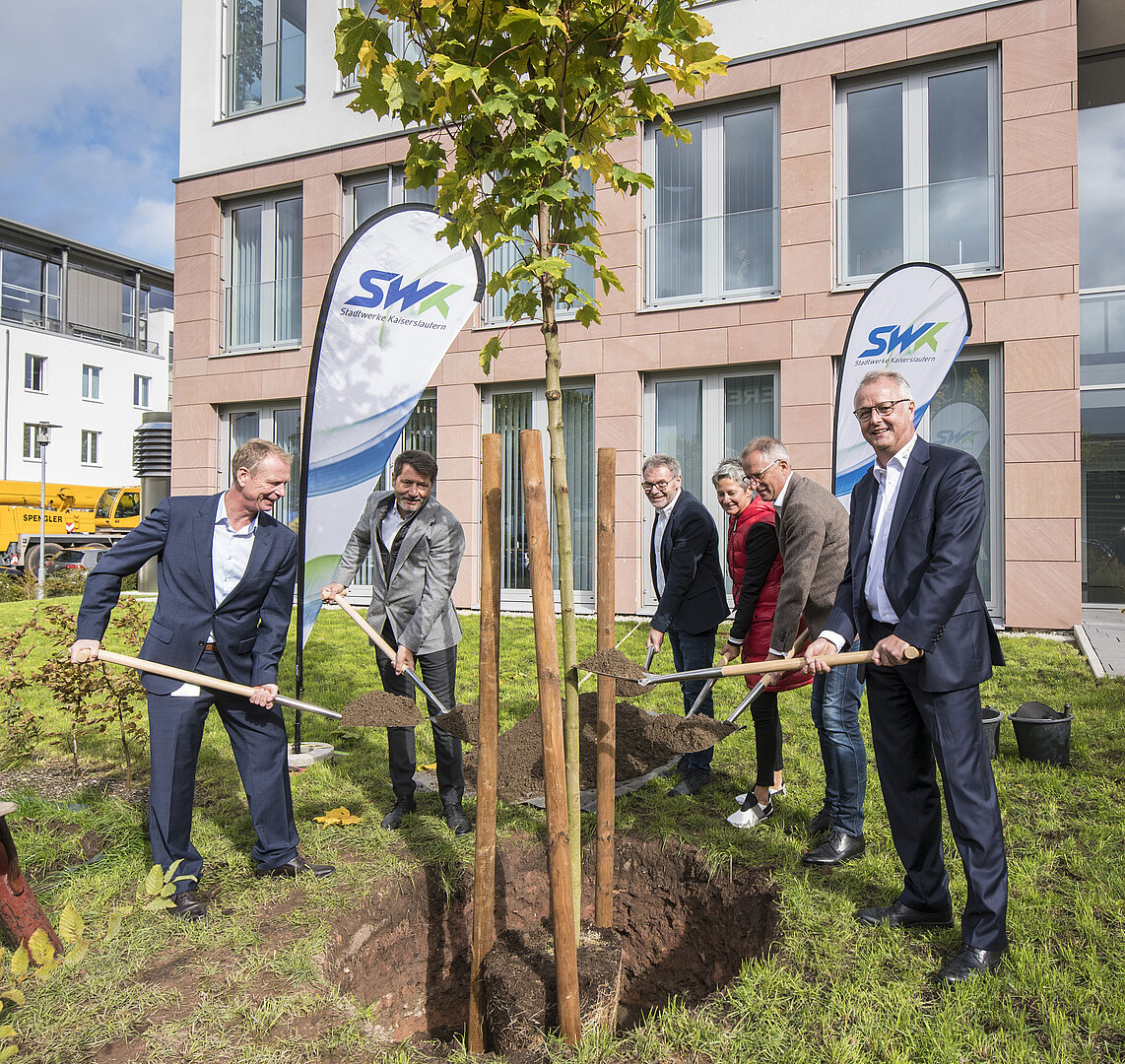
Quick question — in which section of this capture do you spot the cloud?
[0,0,180,267]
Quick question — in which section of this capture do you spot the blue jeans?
[668,625,719,772]
[811,642,867,836]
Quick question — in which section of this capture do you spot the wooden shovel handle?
[78,648,340,720]
[332,593,397,661]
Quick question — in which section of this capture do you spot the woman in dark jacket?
[711,459,810,828]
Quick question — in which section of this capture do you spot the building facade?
[173,0,1125,629]
[0,218,173,486]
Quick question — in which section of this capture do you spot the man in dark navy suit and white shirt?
[71,439,333,920]
[806,370,1008,983]
[641,454,730,795]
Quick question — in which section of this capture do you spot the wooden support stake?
[520,430,581,1046]
[594,446,618,928]
[468,432,501,1054]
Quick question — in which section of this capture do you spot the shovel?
[332,595,450,720]
[80,649,340,721]
[679,628,809,724]
[638,646,922,688]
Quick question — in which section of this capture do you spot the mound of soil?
[465,692,734,802]
[340,691,422,728]
[324,832,778,1041]
[578,646,650,698]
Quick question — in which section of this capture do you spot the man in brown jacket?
[742,436,867,865]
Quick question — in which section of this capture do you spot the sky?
[0,0,180,269]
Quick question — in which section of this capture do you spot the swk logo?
[859,322,950,359]
[344,270,464,318]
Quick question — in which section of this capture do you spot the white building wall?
[0,323,171,487]
[180,0,1015,177]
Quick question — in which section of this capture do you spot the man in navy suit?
[641,454,730,794]
[71,439,333,920]
[806,370,1008,983]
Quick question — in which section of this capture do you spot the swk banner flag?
[298,204,485,646]
[832,262,972,506]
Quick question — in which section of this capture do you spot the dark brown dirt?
[436,701,481,744]
[465,692,734,802]
[324,833,778,1041]
[481,920,623,1056]
[340,691,422,728]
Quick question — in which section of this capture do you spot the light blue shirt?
[207,495,258,642]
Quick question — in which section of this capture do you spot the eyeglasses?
[746,458,781,484]
[851,399,913,422]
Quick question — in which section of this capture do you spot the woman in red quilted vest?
[711,458,810,828]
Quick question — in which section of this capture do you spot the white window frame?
[24,351,47,395]
[219,188,304,356]
[82,364,101,403]
[133,373,152,411]
[641,96,781,309]
[80,429,101,466]
[832,50,1003,288]
[220,0,308,118]
[636,363,781,612]
[342,164,437,233]
[481,376,597,614]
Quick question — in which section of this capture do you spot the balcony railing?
[644,207,779,306]
[836,174,1000,281]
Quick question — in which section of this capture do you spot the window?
[0,247,62,331]
[24,355,47,391]
[224,0,304,118]
[219,399,300,524]
[344,166,437,233]
[227,195,301,350]
[836,56,1000,284]
[636,366,778,606]
[482,382,596,610]
[1078,52,1125,606]
[82,429,101,466]
[644,102,779,306]
[24,422,42,459]
[82,366,101,399]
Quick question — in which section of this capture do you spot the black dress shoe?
[254,854,336,880]
[809,807,832,839]
[934,946,1008,983]
[668,768,711,795]
[167,891,207,920]
[381,794,418,831]
[445,802,473,834]
[801,828,867,866]
[855,900,953,927]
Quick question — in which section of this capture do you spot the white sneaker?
[727,802,773,828]
[735,784,785,805]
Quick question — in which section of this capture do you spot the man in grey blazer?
[322,451,473,834]
[742,436,867,866]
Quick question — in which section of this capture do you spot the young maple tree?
[336,0,726,916]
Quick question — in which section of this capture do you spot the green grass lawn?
[0,599,1125,1064]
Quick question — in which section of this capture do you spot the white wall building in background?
[0,218,172,486]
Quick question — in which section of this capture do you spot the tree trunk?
[539,204,581,936]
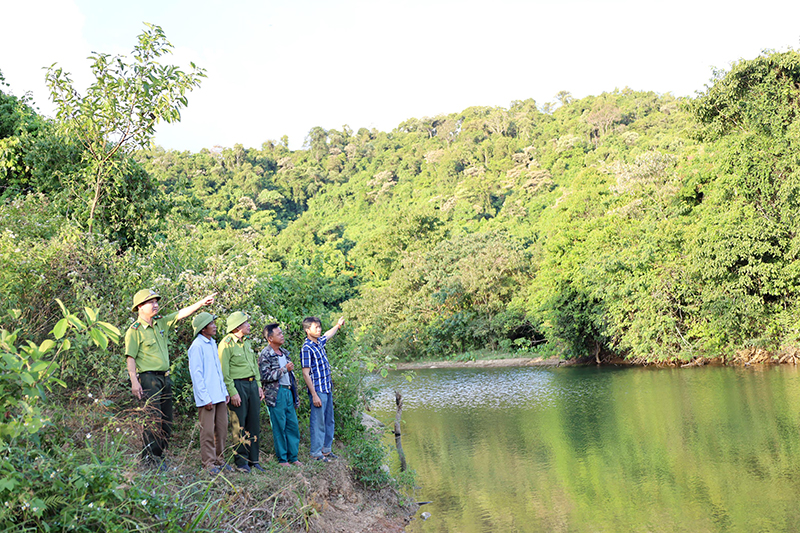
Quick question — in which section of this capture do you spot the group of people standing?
[125,289,344,474]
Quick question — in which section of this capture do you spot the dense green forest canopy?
[0,46,800,361]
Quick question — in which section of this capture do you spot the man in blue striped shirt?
[300,317,344,463]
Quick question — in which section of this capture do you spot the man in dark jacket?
[258,324,303,466]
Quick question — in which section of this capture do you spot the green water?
[372,366,800,533]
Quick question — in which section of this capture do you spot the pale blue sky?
[0,0,800,151]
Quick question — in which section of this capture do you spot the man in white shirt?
[189,313,231,474]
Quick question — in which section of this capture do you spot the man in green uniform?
[125,289,216,470]
[219,311,265,473]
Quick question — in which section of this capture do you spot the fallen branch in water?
[394,391,406,472]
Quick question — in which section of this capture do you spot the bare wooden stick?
[394,391,406,472]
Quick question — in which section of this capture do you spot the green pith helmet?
[227,311,250,333]
[192,311,217,337]
[131,289,161,313]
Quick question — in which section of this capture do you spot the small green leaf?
[56,298,69,316]
[97,322,121,335]
[39,339,56,354]
[89,328,108,350]
[67,315,86,329]
[53,318,69,339]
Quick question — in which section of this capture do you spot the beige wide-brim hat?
[131,289,161,313]
[227,311,250,333]
[192,311,217,337]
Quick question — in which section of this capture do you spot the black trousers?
[139,372,172,457]
[228,379,261,466]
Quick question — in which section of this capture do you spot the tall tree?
[46,24,205,232]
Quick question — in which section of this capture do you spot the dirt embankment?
[397,347,800,370]
[397,357,582,370]
[228,459,417,533]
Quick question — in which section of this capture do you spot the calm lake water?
[371,366,800,533]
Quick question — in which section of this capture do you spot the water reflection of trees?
[390,368,800,532]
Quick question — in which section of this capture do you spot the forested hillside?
[0,25,800,531]
[0,47,800,368]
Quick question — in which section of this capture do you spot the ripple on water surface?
[372,368,600,411]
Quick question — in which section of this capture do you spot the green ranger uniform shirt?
[219,333,261,396]
[125,311,178,373]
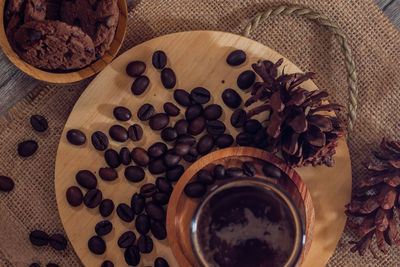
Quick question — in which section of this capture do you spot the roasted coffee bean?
[131,75,150,95]
[67,129,86,146]
[184,182,207,198]
[163,102,181,117]
[135,214,150,235]
[203,104,222,120]
[99,198,114,217]
[113,106,132,121]
[214,134,234,148]
[128,124,143,141]
[126,61,146,78]
[161,127,178,142]
[185,104,203,121]
[104,149,121,169]
[18,140,39,158]
[137,104,154,121]
[174,89,192,107]
[131,193,146,214]
[108,125,128,142]
[222,88,242,108]
[149,113,169,131]
[138,235,153,254]
[197,134,214,155]
[88,236,106,255]
[151,50,167,70]
[140,184,157,198]
[190,87,210,104]
[231,109,246,128]
[147,142,168,158]
[165,165,185,182]
[66,185,83,207]
[94,220,112,236]
[29,230,50,247]
[117,203,135,222]
[124,166,146,183]
[83,189,103,209]
[118,231,136,248]
[145,201,165,220]
[149,158,167,174]
[124,245,140,266]
[99,167,118,181]
[91,131,109,151]
[30,115,49,132]
[226,50,246,66]
[237,70,256,90]
[131,147,150,166]
[0,175,14,192]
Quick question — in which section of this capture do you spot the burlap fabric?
[0,0,400,266]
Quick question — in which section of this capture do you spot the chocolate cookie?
[15,21,94,70]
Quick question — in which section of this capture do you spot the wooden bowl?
[0,0,128,83]
[167,147,315,266]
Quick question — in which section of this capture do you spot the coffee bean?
[163,102,181,117]
[83,189,103,209]
[190,87,210,104]
[161,127,178,142]
[91,131,109,151]
[147,142,168,158]
[30,115,49,132]
[165,165,185,182]
[67,129,86,146]
[185,104,203,121]
[151,50,167,70]
[128,124,143,141]
[131,147,150,166]
[49,234,68,250]
[140,184,157,198]
[174,89,192,107]
[94,220,112,236]
[131,193,146,214]
[104,149,121,169]
[99,199,114,217]
[29,230,50,247]
[138,235,153,254]
[0,175,14,192]
[214,134,234,148]
[113,106,132,121]
[203,104,222,120]
[108,125,128,142]
[126,61,146,78]
[118,231,136,248]
[231,109,246,128]
[226,50,246,66]
[222,88,242,108]
[18,140,39,158]
[124,245,140,266]
[161,68,176,89]
[117,203,135,222]
[131,75,150,95]
[88,236,106,255]
[99,167,118,181]
[184,182,207,198]
[66,186,83,207]
[137,104,154,121]
[124,166,146,183]
[135,214,150,235]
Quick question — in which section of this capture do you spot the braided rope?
[242,5,358,136]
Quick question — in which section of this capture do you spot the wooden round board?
[55,31,351,267]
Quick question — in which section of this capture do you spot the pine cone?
[346,138,400,257]
[245,59,346,167]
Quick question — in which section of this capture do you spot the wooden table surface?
[0,0,400,117]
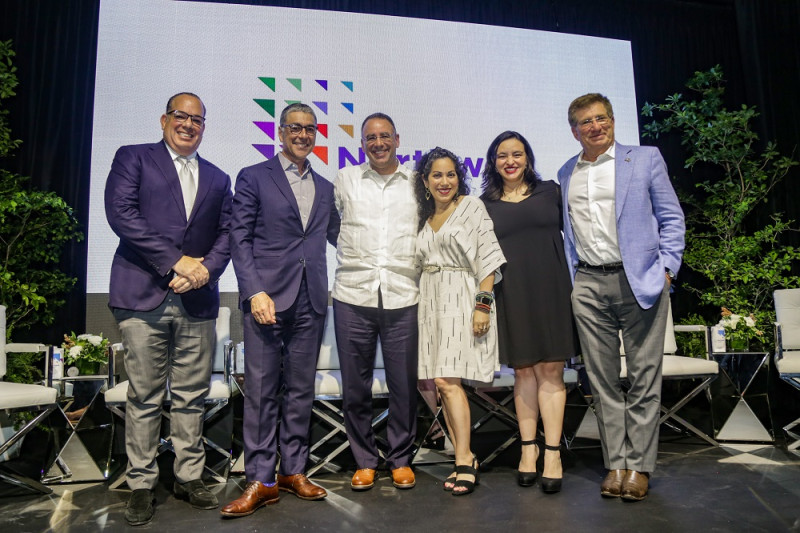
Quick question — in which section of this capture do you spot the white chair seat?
[619,354,719,379]
[0,382,57,409]
[314,368,389,399]
[775,352,800,374]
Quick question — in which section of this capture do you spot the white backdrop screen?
[87,0,639,300]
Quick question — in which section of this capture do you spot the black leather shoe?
[125,489,155,526]
[172,479,219,509]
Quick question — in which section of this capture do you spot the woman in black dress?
[481,131,577,493]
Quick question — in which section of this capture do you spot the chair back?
[619,302,678,356]
[0,305,6,379]
[772,289,800,350]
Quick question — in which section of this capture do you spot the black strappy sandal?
[452,457,481,496]
[517,440,539,487]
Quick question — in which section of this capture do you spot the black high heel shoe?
[542,444,562,494]
[517,440,539,487]
[452,456,481,496]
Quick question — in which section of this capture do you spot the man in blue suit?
[105,93,231,525]
[221,103,339,517]
[558,93,685,501]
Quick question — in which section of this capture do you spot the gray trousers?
[572,268,669,472]
[114,292,216,490]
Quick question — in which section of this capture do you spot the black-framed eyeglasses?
[167,109,206,128]
[281,123,317,135]
[578,115,611,129]
[364,132,394,144]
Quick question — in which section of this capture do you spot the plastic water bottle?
[53,348,64,379]
[711,324,725,353]
[233,342,244,374]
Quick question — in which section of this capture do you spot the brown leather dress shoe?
[278,474,328,500]
[392,466,417,489]
[220,481,279,518]
[350,468,375,490]
[620,470,650,502]
[600,470,628,498]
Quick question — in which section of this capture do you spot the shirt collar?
[278,152,311,178]
[578,143,617,165]
[162,141,197,161]
[359,161,414,182]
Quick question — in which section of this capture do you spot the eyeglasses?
[364,132,394,144]
[578,115,611,130]
[281,124,317,136]
[167,109,206,128]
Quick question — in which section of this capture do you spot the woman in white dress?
[415,147,505,496]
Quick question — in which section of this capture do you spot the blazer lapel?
[150,141,186,220]
[614,144,633,220]
[269,156,302,220]
[189,155,214,220]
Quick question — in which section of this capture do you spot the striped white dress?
[417,196,506,382]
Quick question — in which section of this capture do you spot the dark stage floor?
[0,441,800,533]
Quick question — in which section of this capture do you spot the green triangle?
[258,77,275,92]
[253,98,275,118]
[286,78,303,91]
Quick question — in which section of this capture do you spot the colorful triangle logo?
[253,120,275,141]
[314,146,328,165]
[253,144,275,159]
[258,78,275,92]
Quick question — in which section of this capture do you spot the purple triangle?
[253,144,275,159]
[313,102,328,115]
[253,120,275,141]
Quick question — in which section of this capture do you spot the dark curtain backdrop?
[0,0,800,342]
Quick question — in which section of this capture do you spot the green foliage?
[0,41,83,344]
[642,65,800,341]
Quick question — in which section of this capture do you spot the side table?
[710,352,773,442]
[42,375,111,484]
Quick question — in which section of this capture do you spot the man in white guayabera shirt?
[332,113,419,490]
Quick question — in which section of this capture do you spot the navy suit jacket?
[230,156,340,314]
[558,144,686,309]
[105,141,232,318]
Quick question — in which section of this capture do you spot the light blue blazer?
[558,143,686,309]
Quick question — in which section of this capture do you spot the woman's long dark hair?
[414,146,469,231]
[481,131,542,200]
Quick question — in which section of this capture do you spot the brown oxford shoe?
[620,470,650,502]
[278,474,328,500]
[350,468,375,490]
[220,481,279,518]
[392,466,417,489]
[600,470,628,498]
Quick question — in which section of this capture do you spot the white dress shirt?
[331,163,419,309]
[568,144,622,265]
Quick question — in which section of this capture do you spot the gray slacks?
[114,292,216,490]
[572,268,669,472]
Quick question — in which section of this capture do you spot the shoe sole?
[219,498,279,518]
[278,485,328,502]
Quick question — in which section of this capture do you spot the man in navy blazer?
[558,93,685,501]
[221,103,339,517]
[105,93,231,525]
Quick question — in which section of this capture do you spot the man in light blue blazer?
[558,93,686,501]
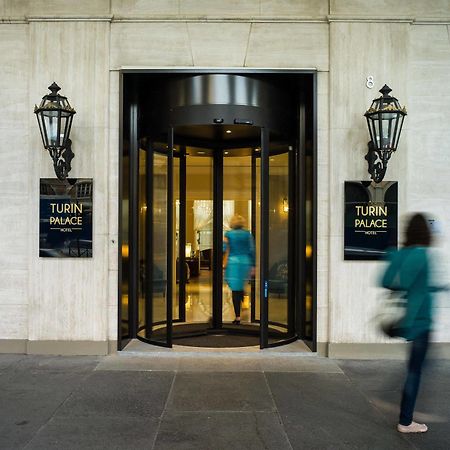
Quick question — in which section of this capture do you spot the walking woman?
[382,213,444,433]
[223,214,255,325]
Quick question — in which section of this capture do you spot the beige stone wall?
[0,24,31,339]
[0,0,450,352]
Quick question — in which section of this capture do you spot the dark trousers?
[399,331,430,425]
[231,291,244,317]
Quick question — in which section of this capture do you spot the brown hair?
[230,214,245,229]
[403,213,432,247]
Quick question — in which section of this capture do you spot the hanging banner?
[39,178,92,258]
[344,181,398,260]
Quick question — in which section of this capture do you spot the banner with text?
[39,178,92,258]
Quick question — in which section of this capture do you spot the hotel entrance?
[119,74,314,348]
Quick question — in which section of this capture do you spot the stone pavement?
[0,342,450,450]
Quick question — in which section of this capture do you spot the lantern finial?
[378,84,392,97]
[48,82,61,96]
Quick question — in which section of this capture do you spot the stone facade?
[0,0,450,356]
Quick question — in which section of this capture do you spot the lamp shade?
[364,84,406,158]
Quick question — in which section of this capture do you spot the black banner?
[39,178,92,258]
[344,181,398,260]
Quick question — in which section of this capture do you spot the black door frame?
[118,68,317,351]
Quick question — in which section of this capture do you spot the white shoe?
[397,422,428,433]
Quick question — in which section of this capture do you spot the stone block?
[246,23,328,70]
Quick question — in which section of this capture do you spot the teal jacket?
[381,247,436,340]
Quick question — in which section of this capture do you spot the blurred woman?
[382,213,437,433]
[223,214,255,325]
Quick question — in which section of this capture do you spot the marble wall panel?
[0,267,28,305]
[0,305,28,339]
[111,0,180,17]
[406,25,450,342]
[260,0,328,18]
[330,0,450,17]
[180,0,259,18]
[329,23,410,343]
[187,23,251,67]
[0,22,29,302]
[111,23,193,69]
[245,23,329,71]
[0,0,110,17]
[28,22,110,341]
[330,23,410,128]
[29,235,108,341]
[0,24,29,128]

-=-=-

* **What is expected**:
Return each line of the rows above that contains the string "leather". Case counts.

* **Task result**:
Quick question — in which section of this capture do you spot the black leather shoe?
Quick question — in which section of this capture do you spot the brown leather dress shoe?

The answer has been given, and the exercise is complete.